## begin Extracted data
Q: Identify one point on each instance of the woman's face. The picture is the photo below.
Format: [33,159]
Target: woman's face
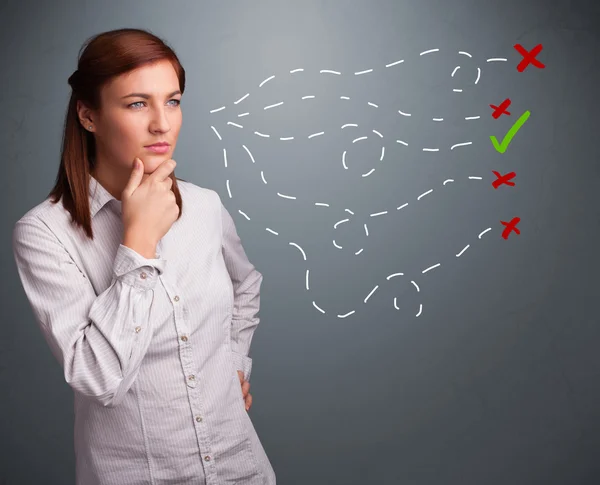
[138,108]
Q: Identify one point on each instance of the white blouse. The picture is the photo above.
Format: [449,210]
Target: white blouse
[151,347]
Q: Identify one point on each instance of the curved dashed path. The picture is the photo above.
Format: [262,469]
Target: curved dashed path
[344,164]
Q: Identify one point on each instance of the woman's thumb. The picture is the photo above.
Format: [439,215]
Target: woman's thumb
[136,177]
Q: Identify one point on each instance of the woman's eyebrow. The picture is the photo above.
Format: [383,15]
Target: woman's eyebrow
[148,96]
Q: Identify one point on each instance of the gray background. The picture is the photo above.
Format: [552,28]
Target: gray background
[496,381]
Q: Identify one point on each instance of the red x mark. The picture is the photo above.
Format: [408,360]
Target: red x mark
[511,226]
[503,179]
[529,57]
[500,110]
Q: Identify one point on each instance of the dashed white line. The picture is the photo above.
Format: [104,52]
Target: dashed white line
[463,250]
[273,105]
[461,145]
[301,250]
[242,98]
[430,268]
[216,133]
[424,194]
[483,232]
[249,154]
[265,81]
[394,63]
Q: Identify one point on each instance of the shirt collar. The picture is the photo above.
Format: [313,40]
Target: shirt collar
[99,197]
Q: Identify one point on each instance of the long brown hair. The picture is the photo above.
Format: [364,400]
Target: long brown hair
[104,56]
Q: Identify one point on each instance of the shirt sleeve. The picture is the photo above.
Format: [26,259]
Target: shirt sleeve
[99,341]
[246,282]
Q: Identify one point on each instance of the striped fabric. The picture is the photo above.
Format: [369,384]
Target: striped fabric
[150,347]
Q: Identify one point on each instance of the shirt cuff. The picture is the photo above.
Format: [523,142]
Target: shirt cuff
[243,363]
[136,270]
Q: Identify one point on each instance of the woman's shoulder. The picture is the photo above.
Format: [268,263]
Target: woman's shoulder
[191,192]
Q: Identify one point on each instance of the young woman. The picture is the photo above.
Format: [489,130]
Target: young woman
[140,284]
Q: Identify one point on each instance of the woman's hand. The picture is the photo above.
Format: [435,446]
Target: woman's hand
[245,390]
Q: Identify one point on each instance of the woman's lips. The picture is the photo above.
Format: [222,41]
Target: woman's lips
[159,148]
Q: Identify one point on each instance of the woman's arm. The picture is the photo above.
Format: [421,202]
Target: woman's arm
[99,341]
[246,282]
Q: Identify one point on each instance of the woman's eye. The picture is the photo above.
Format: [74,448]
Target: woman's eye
[177,102]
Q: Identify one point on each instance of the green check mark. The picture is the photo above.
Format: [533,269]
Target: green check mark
[501,147]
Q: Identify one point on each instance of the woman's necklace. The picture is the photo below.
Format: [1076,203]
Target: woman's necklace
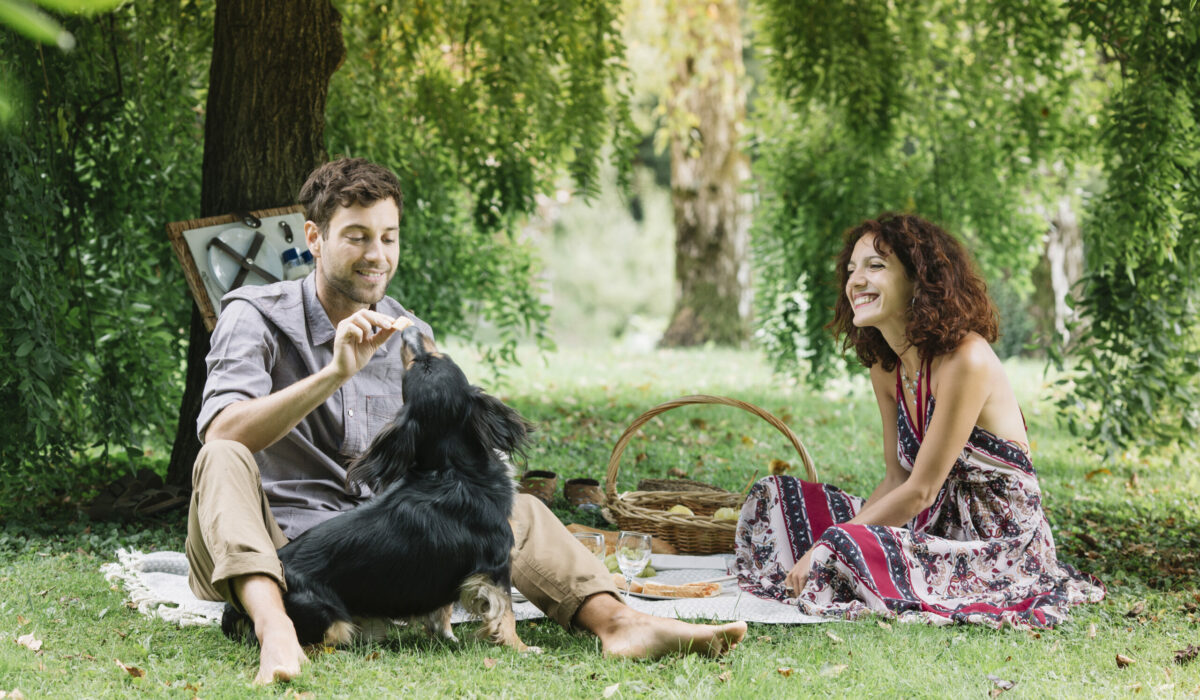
[912,384]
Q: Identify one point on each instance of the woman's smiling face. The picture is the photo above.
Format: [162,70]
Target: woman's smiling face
[877,286]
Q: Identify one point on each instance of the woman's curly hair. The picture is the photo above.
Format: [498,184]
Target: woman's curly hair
[949,297]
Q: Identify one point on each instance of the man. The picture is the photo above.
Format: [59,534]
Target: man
[301,376]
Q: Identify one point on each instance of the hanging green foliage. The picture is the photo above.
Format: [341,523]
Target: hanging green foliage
[103,153]
[1139,356]
[970,114]
[479,107]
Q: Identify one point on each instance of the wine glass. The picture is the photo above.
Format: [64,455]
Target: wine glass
[633,554]
[593,542]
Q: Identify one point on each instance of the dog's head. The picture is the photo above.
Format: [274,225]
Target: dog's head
[445,422]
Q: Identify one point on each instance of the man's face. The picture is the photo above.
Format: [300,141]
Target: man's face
[357,257]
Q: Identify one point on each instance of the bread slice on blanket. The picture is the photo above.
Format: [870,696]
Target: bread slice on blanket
[667,591]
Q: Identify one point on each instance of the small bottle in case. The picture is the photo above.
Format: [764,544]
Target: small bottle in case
[293,267]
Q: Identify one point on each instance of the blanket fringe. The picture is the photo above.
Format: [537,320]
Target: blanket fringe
[130,570]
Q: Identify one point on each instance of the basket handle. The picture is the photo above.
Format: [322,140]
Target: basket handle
[615,460]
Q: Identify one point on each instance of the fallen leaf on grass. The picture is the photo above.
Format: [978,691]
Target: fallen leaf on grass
[1187,654]
[131,670]
[30,642]
[1001,682]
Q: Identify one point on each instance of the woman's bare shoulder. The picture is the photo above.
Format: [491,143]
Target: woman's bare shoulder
[883,381]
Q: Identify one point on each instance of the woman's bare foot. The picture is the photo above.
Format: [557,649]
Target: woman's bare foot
[628,633]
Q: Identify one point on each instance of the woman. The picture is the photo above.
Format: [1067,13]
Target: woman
[955,530]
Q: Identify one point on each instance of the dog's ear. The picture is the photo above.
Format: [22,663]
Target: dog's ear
[498,426]
[391,454]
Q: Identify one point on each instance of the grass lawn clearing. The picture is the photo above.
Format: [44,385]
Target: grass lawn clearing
[1133,524]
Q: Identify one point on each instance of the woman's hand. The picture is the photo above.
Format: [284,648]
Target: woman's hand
[799,574]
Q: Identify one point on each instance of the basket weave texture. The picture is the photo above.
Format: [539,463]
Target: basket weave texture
[694,534]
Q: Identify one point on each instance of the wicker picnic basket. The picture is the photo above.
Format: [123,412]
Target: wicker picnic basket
[647,510]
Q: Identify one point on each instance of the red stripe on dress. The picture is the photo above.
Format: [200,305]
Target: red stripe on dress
[876,560]
[816,506]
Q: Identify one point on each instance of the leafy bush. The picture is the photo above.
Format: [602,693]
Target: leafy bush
[94,166]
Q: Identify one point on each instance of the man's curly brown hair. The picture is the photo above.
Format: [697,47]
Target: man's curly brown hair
[949,297]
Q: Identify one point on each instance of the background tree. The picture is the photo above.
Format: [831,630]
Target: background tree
[981,115]
[966,113]
[1137,380]
[101,151]
[263,133]
[107,148]
[701,108]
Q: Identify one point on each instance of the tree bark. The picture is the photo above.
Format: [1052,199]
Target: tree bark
[263,135]
[708,177]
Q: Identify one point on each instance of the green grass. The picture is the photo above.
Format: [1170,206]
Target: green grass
[1141,536]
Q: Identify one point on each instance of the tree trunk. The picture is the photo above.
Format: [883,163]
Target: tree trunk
[263,135]
[708,177]
[1056,274]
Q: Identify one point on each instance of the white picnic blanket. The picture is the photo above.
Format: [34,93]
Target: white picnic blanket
[156,582]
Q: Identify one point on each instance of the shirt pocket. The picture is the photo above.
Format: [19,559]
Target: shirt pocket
[382,410]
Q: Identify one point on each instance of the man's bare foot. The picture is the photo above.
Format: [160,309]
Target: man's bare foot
[280,654]
[628,633]
[280,657]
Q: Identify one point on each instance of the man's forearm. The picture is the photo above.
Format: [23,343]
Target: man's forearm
[261,423]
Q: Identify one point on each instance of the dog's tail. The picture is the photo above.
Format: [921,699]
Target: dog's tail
[237,626]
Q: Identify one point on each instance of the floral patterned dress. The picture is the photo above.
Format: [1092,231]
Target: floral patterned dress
[983,552]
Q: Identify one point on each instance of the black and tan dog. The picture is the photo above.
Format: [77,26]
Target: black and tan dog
[437,530]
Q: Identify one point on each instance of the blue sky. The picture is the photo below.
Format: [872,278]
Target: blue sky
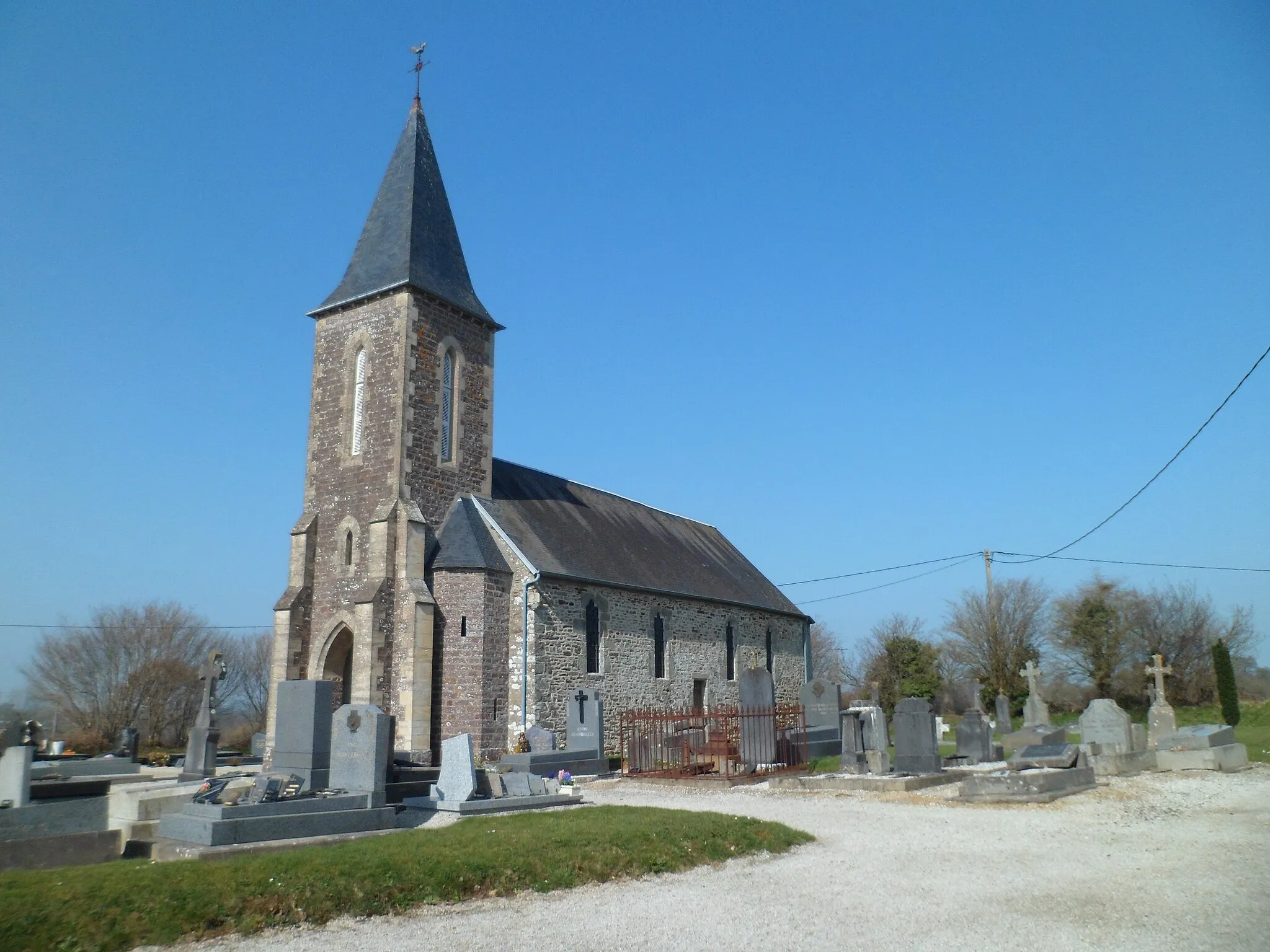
[860,284]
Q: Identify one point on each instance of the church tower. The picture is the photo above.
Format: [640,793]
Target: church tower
[401,425]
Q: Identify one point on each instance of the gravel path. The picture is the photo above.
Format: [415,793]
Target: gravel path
[1153,862]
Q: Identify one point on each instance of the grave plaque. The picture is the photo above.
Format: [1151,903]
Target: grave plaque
[458,780]
[1106,724]
[361,747]
[586,723]
[1003,723]
[540,741]
[822,703]
[916,747]
[974,736]
[757,716]
[301,743]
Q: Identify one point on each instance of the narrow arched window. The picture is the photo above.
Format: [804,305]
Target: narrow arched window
[358,402]
[592,639]
[658,646]
[447,408]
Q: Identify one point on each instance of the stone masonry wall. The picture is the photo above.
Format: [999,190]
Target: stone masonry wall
[473,677]
[695,649]
[435,484]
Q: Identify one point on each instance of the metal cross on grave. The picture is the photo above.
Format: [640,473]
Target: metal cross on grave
[1032,673]
[1160,671]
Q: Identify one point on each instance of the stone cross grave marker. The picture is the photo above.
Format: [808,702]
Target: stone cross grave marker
[458,780]
[822,703]
[757,716]
[361,747]
[1036,710]
[205,735]
[916,748]
[586,724]
[1003,724]
[1106,724]
[1161,719]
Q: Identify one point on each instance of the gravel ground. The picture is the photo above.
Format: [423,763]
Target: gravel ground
[1152,862]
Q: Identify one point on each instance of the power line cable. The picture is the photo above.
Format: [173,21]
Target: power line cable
[1061,549]
[887,584]
[874,571]
[1030,558]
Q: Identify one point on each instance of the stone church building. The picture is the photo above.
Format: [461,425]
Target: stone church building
[463,593]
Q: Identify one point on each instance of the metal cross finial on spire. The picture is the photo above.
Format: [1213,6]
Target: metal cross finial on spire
[418,69]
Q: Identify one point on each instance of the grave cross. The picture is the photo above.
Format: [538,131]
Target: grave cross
[210,673]
[1160,671]
[1032,673]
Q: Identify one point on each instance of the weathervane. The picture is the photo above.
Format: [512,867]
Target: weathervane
[418,68]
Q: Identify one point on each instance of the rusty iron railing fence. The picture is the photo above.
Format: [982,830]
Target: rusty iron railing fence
[718,743]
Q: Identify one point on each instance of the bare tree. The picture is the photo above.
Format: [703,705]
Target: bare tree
[130,667]
[1093,632]
[992,640]
[1181,626]
[247,682]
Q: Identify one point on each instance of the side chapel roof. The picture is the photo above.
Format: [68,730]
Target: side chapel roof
[573,531]
[409,238]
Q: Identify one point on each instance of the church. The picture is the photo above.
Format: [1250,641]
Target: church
[463,593]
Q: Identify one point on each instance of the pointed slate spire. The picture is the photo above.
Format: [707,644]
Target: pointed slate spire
[409,238]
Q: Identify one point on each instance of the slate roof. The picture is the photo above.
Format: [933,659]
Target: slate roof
[574,531]
[409,238]
[464,541]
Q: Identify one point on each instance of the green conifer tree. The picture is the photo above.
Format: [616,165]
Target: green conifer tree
[1226,689]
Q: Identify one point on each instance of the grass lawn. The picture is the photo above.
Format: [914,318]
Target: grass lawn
[130,903]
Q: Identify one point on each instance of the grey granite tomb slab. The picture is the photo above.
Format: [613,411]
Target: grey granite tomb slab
[1199,736]
[974,738]
[303,734]
[822,703]
[361,746]
[757,731]
[1104,723]
[1039,786]
[458,780]
[586,724]
[16,776]
[917,749]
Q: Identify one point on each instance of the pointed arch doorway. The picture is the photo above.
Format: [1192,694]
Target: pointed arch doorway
[338,666]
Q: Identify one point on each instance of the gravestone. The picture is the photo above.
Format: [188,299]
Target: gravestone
[1036,710]
[757,730]
[1106,724]
[540,741]
[205,735]
[361,747]
[974,736]
[1160,719]
[128,743]
[16,776]
[916,747]
[1003,723]
[516,783]
[853,743]
[458,780]
[822,703]
[303,734]
[586,723]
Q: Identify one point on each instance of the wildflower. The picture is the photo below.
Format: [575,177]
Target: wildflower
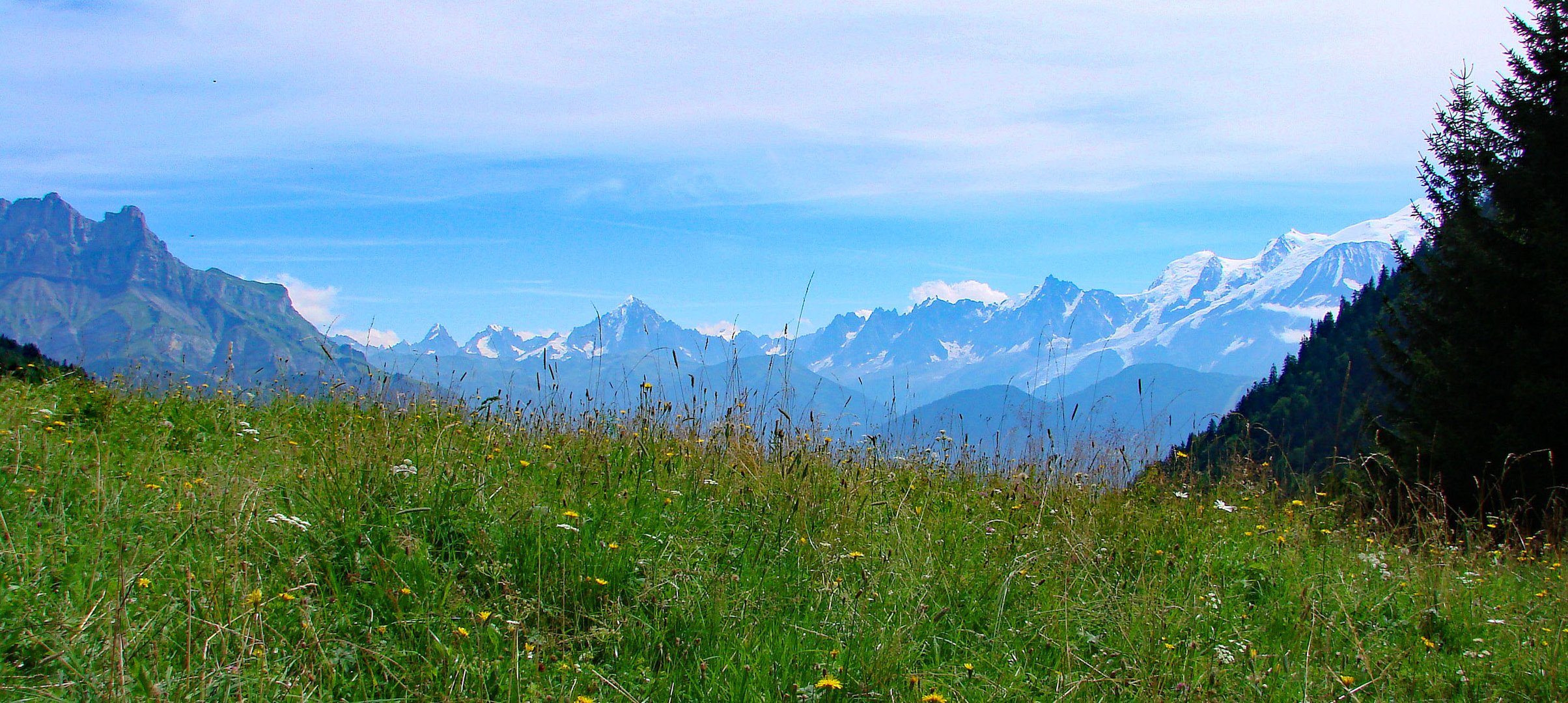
[292,520]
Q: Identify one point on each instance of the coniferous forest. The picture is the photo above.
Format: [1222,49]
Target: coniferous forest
[1444,381]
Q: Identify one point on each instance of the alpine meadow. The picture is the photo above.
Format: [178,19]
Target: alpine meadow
[1330,472]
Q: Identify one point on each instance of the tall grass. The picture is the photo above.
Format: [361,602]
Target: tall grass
[198,547]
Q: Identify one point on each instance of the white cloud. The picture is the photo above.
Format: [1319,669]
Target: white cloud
[963,290]
[723,327]
[794,99]
[313,303]
[375,337]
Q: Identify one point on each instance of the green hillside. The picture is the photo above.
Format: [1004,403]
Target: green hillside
[197,549]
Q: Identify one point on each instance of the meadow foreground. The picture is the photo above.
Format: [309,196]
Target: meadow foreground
[193,547]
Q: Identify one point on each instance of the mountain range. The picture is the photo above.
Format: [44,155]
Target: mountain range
[1209,314]
[107,295]
[110,298]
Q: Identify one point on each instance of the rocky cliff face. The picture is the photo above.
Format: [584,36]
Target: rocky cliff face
[109,296]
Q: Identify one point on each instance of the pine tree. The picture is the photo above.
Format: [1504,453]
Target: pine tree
[1473,345]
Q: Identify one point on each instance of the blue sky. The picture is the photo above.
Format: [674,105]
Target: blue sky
[515,163]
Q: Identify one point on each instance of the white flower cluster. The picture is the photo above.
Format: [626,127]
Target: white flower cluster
[1377,561]
[281,519]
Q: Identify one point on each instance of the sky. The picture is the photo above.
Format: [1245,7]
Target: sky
[731,163]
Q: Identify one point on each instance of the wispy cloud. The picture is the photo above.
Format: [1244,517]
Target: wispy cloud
[785,101]
[963,290]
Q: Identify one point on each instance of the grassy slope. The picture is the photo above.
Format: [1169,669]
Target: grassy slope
[624,564]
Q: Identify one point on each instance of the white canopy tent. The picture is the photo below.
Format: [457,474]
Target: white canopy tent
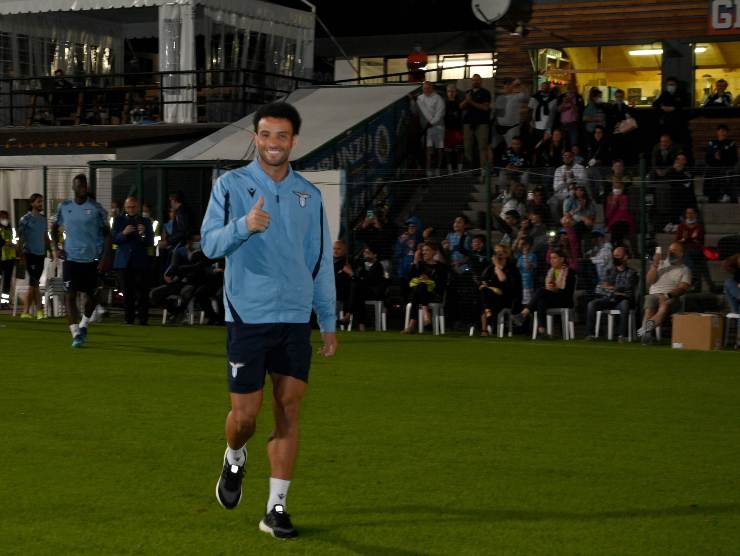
[270,37]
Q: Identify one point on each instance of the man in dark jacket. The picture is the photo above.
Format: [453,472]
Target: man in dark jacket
[133,235]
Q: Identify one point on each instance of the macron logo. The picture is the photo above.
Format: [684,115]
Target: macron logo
[235,368]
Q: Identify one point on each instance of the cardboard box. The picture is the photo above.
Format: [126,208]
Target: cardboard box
[697,331]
## end Extracted data
Goal:
Go to the line containing "Q: Identify one point on each instance of the grassy", then write out word for word every line from there to the end of the listing. Keep both end lines and drop the pictures.

Reply to the task:
Q: Identify one point on each instance of the grassy slope. The picture is the photo above.
Format: [1169,669]
Target: grassy slope
[624,564]
Q: Identify one point on each instance of the white canopy tent. The picture is the photo below.
Format: [457,474]
Target: white canopy tent
[270,37]
Q: Identify one point on each instance of the man in dark jacket. The picture is the photo above.
Format: [453,472]
Target: man in dark jacket
[133,235]
Q: Identify one point on each instance of the macron logo. The picture is the photo above.
Format: [684,115]
Target: macron logo
[235,368]
Q: Identify one point on each instance of the cardboard box. The picture is the photo above.
Format: [126,208]
Target: cardboard box
[697,331]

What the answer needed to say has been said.